Copy the lines below as they are; omit the images they contain.

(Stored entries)
--- --- ---
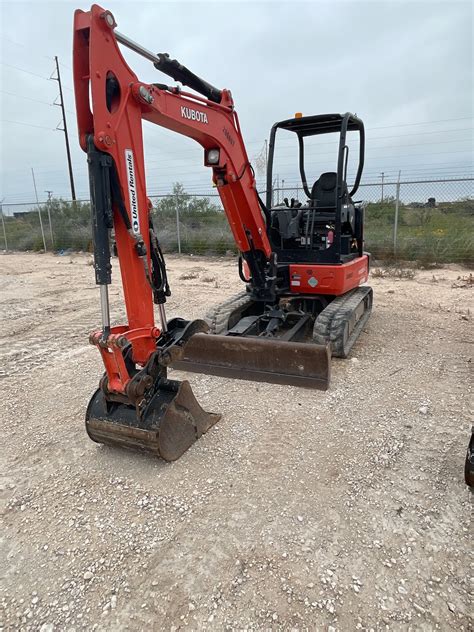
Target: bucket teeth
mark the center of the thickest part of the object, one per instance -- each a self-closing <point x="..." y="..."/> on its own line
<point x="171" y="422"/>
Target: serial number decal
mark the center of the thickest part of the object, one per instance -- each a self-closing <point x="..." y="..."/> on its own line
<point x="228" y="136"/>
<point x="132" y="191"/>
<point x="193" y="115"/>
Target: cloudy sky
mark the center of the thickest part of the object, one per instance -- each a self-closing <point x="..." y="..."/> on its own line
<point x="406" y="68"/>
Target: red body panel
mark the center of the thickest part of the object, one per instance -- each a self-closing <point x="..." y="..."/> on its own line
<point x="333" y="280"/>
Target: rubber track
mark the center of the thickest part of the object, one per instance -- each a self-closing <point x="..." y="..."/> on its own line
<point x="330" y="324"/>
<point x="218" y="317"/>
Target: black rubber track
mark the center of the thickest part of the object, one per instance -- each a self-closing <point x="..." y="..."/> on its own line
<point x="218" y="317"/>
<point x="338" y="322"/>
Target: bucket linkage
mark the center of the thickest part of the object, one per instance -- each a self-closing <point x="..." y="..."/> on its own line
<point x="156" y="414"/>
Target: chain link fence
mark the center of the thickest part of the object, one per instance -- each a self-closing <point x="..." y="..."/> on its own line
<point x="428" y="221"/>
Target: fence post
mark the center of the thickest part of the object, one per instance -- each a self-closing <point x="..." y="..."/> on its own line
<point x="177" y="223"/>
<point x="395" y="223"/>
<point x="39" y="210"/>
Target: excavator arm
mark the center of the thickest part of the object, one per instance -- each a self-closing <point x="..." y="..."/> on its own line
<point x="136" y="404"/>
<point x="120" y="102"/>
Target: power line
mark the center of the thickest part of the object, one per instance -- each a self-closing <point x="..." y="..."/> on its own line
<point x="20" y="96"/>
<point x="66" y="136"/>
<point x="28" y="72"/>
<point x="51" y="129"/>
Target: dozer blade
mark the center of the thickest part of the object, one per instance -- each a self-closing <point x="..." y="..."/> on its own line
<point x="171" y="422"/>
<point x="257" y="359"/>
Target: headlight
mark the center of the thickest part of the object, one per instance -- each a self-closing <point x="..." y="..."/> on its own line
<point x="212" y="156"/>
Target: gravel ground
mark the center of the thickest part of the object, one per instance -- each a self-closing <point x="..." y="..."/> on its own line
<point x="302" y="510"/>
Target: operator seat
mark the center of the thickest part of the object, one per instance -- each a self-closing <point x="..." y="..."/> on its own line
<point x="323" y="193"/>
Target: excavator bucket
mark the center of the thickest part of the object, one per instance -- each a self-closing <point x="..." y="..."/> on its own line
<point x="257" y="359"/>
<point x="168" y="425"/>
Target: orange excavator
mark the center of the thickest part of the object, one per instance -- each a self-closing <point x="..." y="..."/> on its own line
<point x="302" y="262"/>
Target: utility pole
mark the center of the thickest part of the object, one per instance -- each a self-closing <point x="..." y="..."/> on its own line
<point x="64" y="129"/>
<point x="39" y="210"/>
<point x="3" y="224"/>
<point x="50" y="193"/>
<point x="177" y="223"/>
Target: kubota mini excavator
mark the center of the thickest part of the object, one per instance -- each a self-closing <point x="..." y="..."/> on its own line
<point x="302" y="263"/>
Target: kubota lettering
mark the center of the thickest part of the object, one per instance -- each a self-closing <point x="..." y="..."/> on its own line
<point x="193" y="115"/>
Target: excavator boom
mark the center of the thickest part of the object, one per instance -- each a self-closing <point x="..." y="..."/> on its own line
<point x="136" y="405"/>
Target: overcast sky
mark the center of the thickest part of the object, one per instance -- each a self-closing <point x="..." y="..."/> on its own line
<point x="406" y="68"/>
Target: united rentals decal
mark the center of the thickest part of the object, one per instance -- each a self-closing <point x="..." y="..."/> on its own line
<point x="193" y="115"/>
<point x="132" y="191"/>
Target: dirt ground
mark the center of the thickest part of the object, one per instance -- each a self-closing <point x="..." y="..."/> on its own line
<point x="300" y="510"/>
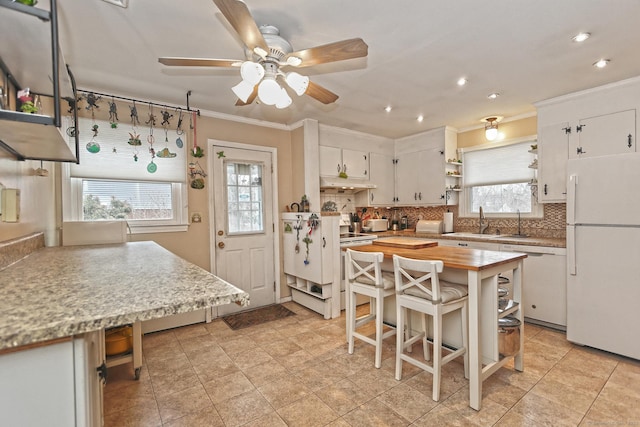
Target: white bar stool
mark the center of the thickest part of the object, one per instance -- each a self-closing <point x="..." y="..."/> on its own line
--- --- ---
# Output for this task:
Target: bucket teeth
mark the center of the thickest part of the object, one per instance -- each a self-closing <point x="..." y="..."/> on its own line
<point x="171" y="422"/>
Target: serial number decal
mark the center of the thickest part of the object, one per instance -- each a self-closing <point x="..." y="..."/> on its own line
<point x="228" y="136"/>
<point x="132" y="191"/>
<point x="193" y="115"/>
Target: cloudy sky
mark the center of the thickest part of the object, one per instance -- each a self-closing <point x="..." y="..."/> on its own line
<point x="406" y="68"/>
Target: red body panel
mark the center of the thickest part of the object, one per instance -- each a self-closing <point x="..." y="..."/> on its own line
<point x="333" y="280"/>
Target: rubber track
mark the center of the thickest part of the object, one per instance -- each a self-closing <point x="..." y="..."/> on its own line
<point x="330" y="324"/>
<point x="218" y="317"/>
Target: black rubber track
mark the center of the thickest part of the object, one per instance -- each a self-closing <point x="..." y="..."/> on its own line
<point x="218" y="317"/>
<point x="338" y="322"/>
Target: bucket linkage
mark the center of the thickest part of the object, one per instance -- each a self-closing <point x="..." y="..."/> on its own line
<point x="156" y="414"/>
Target: chain link fence
mark the center of the thickest part of the object, one per instance -- each a self-closing <point x="..." y="..."/> on its own line
<point x="428" y="221"/>
Target: fence post
mark the center of the thickest part of the object, one per instance -- each a self-closing <point x="..." y="..."/> on its own line
<point x="177" y="223"/>
<point x="395" y="223"/>
<point x="39" y="210"/>
Target: excavator arm
mark the center of the thickest part of the object, one per instance -- each a self-closing <point x="..." y="..."/> on its own line
<point x="136" y="404"/>
<point x="120" y="102"/>
Target: power line
mark the center of the thickest part of the object, one per instance -- each a self-closing <point x="..." y="..."/> on its own line
<point x="20" y="96"/>
<point x="66" y="136"/>
<point x="28" y="72"/>
<point x="51" y="129"/>
Target: dozer blade
mark the center of the thickest part of the object, one per instance -- each a self-closing <point x="..." y="..."/> on its own line
<point x="171" y="422"/>
<point x="257" y="359"/>
Target: headlight
mark the center of the thickest part of the object, one per instance -- each a self-closing <point x="..." y="..."/> on its own line
<point x="212" y="156"/>
Target: gravel ground
mark the center of the thickest part of the object, one per instance -- each a self-closing <point x="..." y="..."/> on its own line
<point x="302" y="510"/>
Target: operator seat
mark the center of the thickest part of the object, one per instance -- each a self-closing <point x="..." y="..."/> on its own line
<point x="323" y="193"/>
Target: excavator bucket
mark the center of the thickest part of the object, one per instance -- each a self-closing <point x="..." y="..."/> on its own line
<point x="257" y="359"/>
<point x="168" y="425"/>
Target: orange excavator
mark the center of the thickest part of the object, one per instance -- each a self-closing <point x="..." y="..."/> on its own line
<point x="302" y="262"/>
Target: utility pole
mark the center of the thickest part of the object, one per instance -- each a self-closing <point x="..." y="..."/> on its own line
<point x="64" y="129"/>
<point x="39" y="210"/>
<point x="3" y="224"/>
<point x="50" y="193"/>
<point x="177" y="223"/>
Target: kubota mini excavator
mark the center of the thickest part of the object, one per instance -- each a self-closing <point x="..." y="..."/> on its own line
<point x="302" y="263"/>
Target: kubota lettering
mark the center of the thickest part of the object, one per instance -- each a self-closing <point x="..." y="..."/> on its own line
<point x="193" y="115"/>
Target: excavator boom
mark the center of the thickest part of the object, one per instance -- each a self-closing <point x="..." y="..."/> on its own line
<point x="136" y="405"/>
Target: overcast sky
mark the center of the thickest part of the object, one per instance -- each a self-closing <point x="..." y="..."/> on its own line
<point x="406" y="68"/>
Target: united rentals decal
mark the center of the thickest part of the object, one per instance -- each a self-closing <point x="..." y="..."/> on its own line
<point x="193" y="115"/>
<point x="132" y="191"/>
Target: dirt ground
mark the center of the thickest part of the object, one per instance -- each a self-closing <point x="..." y="..."/> on its own line
<point x="300" y="510"/>
Target: white bar stool
mark the center of the thickest part of the object, one per instance -- each a self-closing <point x="..." y="..."/> on its own line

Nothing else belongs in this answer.